▶ [RECORD EXCERPTS]

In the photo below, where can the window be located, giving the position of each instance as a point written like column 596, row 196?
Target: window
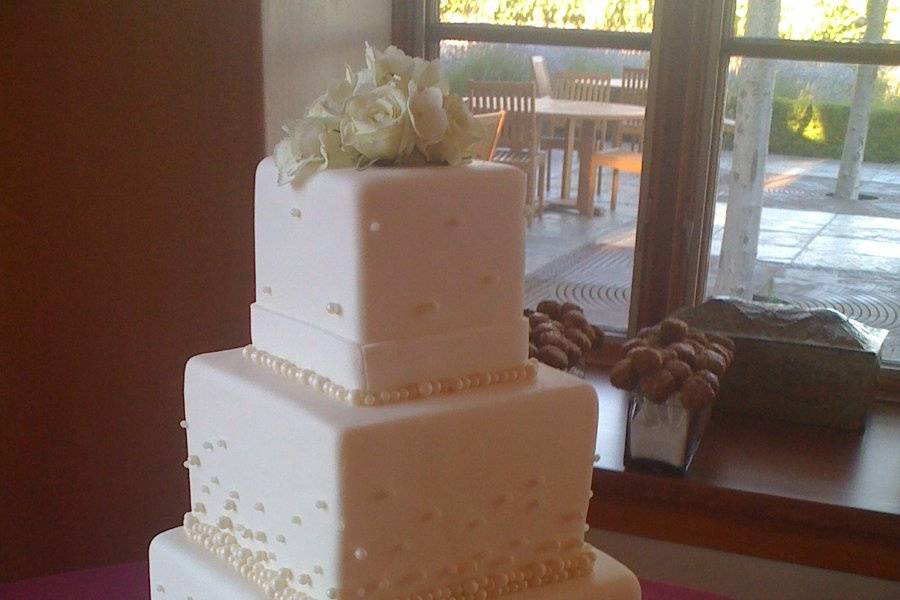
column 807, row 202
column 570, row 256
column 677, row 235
* * *
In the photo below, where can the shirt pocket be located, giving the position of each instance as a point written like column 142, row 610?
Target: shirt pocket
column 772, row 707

▶ [PROBLEM TO WORK ON] Scan the records for the word "written", and copy each line where it is found.

▶ [RESPONSE TO THE TASK]
In the photo below, where can the window be located, giving the position of each instance as a point written like column 596, row 196?
In the photo below, where can the shirt pocket be located, giving the position of each instance as a point written like column 142, row 610?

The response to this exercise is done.